----- Text to read -----

I tend to call these kind of shows the "Behind The Music: The Musical" musicals. That's because it's much much easier to do this kind of bio approach in a shorter TV format, with archival visuals, interviews, etc. But onstage, indeed, it has to be about the songs and how to get from one to another - and most singer/songwriter's personal/professional lives aren't easily fit into that format, beyond the expected cliches. It seems to me that the books to Jersey Boys and Beautiful rose very well above that banality, but that in general it's not going to be an easy thing to do.

 

However, I'm excited at the prospect that Jeff Whitty of Avenue Q fame will be writing the book to the upcoming Go-Go's jukebox show, which is currently titled Head Over Heels. That could be interesting.

-----

### [Problem requirements]
Repeat, word for word, everything in the post about jukebox musicals from "However, I'm excited" down to "could be interesting.".

----- Records shown -----

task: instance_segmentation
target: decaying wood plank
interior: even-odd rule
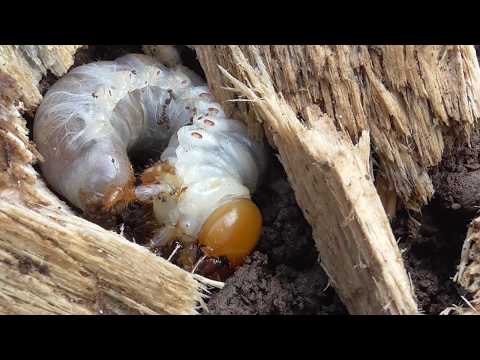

-----
----- Records shown -----

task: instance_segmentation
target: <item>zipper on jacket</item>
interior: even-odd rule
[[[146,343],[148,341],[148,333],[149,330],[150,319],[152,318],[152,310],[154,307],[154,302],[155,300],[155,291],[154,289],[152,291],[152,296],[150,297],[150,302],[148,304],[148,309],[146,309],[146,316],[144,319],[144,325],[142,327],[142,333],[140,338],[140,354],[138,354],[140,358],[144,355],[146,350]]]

-----
----- Records shown -----

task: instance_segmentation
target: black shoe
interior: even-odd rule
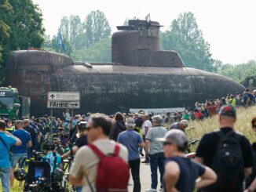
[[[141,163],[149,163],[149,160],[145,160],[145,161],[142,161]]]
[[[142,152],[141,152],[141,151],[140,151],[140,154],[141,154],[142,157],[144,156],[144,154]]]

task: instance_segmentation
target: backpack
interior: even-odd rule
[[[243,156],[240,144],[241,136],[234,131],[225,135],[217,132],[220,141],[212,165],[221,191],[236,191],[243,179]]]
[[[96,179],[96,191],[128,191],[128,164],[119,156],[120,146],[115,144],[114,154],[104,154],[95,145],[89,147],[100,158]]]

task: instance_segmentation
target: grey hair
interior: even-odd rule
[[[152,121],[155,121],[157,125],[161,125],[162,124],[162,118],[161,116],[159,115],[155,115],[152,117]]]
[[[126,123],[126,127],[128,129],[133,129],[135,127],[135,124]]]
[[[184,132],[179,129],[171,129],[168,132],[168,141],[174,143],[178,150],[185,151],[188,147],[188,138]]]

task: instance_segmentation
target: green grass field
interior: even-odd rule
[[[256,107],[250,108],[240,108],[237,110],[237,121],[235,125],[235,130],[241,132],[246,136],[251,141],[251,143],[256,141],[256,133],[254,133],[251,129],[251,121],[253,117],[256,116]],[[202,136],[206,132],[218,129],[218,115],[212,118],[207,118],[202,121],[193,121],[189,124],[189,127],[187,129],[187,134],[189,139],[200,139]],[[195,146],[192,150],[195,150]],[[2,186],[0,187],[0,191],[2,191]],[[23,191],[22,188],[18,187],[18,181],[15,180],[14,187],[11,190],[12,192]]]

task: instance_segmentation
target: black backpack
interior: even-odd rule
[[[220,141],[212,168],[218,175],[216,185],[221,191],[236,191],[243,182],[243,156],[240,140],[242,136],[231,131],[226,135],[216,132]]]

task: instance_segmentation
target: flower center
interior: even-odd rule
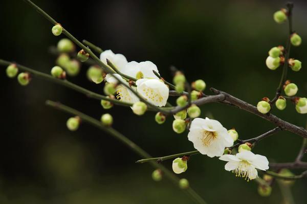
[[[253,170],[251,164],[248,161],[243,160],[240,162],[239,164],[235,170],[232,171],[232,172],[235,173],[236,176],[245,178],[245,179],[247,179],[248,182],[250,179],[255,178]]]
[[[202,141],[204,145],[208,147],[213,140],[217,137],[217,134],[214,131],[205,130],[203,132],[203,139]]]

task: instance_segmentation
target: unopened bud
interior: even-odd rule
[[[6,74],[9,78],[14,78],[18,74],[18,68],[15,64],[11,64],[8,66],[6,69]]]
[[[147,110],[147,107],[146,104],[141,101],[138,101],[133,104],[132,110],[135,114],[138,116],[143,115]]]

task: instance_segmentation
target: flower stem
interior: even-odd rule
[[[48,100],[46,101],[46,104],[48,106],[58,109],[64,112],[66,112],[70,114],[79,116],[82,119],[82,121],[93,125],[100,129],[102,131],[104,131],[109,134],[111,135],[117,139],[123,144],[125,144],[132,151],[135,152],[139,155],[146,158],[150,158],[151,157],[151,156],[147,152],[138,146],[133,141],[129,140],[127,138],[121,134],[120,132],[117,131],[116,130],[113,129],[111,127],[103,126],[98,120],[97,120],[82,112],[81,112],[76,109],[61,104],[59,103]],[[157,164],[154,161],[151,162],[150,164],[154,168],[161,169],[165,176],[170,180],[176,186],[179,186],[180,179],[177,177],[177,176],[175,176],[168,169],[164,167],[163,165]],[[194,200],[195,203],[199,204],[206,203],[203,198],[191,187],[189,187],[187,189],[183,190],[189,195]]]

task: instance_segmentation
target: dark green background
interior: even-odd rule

-----

### [Response to this exercise]
However, I'm excited at the prospect that Jeff Whitty of Avenue Q fame will be writing the book to the upcoming Go-Go's jukebox show, which is currently titled Head Over Heels. That could be interesting.